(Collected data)
----

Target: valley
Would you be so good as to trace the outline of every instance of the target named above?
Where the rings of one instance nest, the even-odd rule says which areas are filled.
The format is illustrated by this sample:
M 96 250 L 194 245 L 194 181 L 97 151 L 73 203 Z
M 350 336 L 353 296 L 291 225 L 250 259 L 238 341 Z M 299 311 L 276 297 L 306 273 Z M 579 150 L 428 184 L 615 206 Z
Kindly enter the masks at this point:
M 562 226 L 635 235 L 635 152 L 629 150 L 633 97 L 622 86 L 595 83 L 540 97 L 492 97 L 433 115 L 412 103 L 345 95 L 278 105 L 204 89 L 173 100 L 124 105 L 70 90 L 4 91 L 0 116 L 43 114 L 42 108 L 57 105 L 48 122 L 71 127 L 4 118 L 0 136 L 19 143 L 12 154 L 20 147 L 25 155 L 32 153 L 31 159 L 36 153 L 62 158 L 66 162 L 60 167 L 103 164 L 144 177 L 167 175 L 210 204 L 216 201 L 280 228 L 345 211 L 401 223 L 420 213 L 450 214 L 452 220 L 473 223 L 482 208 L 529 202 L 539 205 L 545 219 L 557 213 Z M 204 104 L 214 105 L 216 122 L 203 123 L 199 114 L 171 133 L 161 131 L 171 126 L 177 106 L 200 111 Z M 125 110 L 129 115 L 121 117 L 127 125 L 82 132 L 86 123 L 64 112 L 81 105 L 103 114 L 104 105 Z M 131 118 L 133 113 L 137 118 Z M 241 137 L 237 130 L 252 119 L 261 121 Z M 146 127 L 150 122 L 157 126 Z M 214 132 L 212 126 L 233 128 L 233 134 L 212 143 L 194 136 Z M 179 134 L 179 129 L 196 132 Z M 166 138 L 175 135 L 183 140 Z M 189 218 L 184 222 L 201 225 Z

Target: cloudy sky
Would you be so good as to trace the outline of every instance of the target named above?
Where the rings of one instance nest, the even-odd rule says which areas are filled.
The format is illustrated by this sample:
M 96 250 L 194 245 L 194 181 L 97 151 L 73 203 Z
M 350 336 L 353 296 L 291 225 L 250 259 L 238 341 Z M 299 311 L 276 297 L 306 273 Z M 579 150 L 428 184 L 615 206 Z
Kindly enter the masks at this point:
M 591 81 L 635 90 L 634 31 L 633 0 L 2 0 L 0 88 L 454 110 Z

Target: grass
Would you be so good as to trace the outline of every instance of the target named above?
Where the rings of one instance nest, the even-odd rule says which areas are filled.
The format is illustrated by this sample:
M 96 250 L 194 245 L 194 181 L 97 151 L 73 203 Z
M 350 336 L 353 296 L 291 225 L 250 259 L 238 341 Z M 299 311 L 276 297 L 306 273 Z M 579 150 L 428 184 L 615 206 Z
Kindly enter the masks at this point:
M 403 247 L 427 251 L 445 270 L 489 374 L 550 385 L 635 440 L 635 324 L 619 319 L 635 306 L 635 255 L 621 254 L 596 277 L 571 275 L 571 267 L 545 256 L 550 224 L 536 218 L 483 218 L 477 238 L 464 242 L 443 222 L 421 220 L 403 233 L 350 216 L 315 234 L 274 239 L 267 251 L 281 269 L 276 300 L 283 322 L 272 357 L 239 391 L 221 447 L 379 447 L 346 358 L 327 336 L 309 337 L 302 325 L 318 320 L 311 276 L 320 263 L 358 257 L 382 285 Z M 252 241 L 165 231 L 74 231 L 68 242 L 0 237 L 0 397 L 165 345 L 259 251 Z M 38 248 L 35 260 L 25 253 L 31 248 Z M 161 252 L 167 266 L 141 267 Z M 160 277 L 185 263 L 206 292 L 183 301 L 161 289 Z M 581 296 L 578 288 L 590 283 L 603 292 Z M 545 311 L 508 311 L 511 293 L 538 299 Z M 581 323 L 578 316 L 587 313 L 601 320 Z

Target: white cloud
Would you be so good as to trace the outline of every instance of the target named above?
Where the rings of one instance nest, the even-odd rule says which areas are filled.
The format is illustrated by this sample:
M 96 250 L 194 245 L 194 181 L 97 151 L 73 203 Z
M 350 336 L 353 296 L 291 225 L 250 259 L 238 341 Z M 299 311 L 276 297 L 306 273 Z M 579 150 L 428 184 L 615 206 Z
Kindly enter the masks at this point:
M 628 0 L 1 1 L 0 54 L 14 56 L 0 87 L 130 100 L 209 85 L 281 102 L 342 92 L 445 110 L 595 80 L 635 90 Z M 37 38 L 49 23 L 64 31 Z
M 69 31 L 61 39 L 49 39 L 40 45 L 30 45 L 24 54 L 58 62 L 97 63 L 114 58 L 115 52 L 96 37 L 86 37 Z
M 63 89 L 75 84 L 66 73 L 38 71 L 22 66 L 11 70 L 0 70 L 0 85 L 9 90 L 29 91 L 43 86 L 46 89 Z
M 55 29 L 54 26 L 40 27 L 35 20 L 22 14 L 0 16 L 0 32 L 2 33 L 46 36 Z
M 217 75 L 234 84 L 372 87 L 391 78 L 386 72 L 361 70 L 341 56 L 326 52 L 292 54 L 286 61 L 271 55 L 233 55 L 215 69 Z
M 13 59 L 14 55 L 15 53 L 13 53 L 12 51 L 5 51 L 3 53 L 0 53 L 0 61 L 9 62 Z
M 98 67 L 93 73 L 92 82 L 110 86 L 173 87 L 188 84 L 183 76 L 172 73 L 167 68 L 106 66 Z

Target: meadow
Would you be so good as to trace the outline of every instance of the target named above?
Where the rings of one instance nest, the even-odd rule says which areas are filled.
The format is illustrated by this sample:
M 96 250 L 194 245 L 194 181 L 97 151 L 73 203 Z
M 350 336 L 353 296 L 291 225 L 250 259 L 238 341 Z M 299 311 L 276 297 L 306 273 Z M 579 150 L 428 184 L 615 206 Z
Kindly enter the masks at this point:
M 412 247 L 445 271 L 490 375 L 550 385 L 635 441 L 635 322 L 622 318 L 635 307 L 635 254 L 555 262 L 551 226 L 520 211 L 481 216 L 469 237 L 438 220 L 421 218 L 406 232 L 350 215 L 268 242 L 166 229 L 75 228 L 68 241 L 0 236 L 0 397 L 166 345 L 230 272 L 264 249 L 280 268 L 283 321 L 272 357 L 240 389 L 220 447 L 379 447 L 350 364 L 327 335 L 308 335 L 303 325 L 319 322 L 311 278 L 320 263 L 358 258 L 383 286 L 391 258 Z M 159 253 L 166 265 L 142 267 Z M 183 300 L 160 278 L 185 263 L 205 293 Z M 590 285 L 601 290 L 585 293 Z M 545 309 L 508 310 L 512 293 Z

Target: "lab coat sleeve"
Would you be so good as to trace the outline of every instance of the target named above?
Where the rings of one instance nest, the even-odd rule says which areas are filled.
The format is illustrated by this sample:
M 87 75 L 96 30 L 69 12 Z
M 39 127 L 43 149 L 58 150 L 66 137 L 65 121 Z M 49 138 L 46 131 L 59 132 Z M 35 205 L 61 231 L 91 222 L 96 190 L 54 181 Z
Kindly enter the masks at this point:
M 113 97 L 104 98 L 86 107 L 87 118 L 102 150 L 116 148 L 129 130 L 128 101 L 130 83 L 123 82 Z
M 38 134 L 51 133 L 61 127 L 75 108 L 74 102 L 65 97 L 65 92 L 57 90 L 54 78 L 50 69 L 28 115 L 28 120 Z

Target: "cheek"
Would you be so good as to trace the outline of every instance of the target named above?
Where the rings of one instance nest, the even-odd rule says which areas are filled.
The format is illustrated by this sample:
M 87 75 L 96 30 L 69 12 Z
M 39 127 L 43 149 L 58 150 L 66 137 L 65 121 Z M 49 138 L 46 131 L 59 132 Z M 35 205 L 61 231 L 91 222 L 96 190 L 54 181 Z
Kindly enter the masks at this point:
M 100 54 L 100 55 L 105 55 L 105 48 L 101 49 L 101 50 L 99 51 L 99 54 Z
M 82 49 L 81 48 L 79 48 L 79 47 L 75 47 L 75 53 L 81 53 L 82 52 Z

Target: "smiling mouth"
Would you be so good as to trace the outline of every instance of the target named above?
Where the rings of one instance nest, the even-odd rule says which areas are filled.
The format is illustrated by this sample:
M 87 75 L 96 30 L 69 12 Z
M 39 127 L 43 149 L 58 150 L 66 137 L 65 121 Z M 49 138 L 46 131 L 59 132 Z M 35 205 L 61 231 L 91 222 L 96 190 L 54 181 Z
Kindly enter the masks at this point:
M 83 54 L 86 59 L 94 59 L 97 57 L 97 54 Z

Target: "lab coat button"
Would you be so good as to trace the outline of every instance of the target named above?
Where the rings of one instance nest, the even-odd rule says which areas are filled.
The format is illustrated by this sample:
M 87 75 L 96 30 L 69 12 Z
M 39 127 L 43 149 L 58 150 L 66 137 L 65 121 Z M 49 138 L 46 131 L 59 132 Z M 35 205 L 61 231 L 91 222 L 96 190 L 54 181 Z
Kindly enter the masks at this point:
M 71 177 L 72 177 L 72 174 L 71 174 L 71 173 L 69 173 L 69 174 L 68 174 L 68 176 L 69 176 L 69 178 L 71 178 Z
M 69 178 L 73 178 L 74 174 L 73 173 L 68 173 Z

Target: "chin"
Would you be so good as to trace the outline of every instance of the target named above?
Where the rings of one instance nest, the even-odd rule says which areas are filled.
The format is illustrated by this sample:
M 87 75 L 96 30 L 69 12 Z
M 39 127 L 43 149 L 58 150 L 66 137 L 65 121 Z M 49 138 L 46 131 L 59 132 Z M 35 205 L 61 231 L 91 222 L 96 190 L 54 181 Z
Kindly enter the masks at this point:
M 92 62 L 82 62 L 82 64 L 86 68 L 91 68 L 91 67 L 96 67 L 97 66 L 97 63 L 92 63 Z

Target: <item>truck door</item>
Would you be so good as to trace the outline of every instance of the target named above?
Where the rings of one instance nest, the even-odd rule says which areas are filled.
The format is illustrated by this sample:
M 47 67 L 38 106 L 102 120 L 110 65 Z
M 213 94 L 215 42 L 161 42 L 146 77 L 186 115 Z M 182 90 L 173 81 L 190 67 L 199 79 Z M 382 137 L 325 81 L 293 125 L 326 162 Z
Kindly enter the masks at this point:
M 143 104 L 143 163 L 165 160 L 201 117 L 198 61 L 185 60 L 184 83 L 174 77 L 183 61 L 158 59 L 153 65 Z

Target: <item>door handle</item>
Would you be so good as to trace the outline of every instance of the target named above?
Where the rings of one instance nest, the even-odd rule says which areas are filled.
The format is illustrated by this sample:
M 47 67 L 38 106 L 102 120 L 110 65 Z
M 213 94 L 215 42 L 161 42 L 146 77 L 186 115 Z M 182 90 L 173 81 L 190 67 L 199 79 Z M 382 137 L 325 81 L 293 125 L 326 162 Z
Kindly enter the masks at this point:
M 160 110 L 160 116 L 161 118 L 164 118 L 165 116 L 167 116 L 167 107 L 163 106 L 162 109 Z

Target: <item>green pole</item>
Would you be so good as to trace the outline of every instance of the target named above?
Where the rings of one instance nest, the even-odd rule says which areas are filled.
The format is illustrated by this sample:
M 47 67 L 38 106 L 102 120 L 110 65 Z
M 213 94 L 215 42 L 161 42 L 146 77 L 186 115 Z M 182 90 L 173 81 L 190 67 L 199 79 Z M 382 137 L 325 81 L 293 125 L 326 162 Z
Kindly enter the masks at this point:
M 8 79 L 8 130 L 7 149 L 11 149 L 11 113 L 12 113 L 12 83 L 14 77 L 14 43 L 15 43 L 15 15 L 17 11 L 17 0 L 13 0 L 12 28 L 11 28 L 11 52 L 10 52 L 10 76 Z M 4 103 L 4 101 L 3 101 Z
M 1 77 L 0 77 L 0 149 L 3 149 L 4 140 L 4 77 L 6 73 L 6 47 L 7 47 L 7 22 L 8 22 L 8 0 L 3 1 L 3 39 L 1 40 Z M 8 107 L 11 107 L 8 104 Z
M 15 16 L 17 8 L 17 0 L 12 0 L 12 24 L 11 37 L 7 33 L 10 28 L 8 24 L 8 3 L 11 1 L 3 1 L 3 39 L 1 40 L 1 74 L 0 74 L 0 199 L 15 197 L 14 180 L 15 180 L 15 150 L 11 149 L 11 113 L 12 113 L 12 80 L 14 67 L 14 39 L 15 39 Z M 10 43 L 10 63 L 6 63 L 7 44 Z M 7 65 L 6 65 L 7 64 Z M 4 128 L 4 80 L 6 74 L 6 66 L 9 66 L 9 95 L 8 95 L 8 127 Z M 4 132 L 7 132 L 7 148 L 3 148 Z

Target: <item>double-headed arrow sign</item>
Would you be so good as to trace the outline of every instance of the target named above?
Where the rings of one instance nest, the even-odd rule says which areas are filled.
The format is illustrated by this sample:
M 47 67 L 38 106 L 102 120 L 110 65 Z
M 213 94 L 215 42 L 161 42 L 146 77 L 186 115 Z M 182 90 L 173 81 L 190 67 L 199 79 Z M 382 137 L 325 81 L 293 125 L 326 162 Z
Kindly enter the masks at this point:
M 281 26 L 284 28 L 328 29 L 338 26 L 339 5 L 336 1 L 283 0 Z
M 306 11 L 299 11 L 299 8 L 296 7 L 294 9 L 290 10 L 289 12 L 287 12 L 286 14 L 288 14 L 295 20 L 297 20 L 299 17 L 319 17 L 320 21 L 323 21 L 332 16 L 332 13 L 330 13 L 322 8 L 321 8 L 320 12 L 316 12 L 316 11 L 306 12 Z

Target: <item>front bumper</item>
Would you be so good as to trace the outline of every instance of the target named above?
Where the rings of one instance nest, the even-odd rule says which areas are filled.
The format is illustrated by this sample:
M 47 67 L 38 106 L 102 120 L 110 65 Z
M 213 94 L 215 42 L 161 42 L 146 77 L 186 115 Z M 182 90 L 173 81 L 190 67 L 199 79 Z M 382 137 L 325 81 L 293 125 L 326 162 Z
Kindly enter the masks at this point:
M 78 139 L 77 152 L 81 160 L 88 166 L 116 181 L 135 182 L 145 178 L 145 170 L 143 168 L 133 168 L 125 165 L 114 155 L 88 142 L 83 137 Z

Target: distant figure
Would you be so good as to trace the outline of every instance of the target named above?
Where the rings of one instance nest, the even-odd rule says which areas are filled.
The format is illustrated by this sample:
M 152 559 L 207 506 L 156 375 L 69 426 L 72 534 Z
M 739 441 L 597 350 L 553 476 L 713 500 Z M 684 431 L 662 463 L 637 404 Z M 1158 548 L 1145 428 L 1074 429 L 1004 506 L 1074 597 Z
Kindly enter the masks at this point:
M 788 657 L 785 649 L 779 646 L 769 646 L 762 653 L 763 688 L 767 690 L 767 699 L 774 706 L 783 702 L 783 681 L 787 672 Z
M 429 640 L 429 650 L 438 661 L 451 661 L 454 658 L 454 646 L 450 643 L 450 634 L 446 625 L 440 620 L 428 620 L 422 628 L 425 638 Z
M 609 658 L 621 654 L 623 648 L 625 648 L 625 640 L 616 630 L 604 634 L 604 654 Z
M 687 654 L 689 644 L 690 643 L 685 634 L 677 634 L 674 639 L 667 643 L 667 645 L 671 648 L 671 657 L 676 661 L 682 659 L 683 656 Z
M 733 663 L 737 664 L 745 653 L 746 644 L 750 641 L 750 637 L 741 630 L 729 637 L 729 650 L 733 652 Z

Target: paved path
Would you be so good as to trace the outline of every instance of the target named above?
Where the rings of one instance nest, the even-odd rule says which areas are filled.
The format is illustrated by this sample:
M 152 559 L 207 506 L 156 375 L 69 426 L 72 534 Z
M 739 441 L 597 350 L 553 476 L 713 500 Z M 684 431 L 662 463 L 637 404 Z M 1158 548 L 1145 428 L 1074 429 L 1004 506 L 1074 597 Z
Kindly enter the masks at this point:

----

* _Exercise_:
Pull every line holding "coat" out of the records.

* _Written solution_:
Target: "lab coat sleeve"
Target: "lab coat button"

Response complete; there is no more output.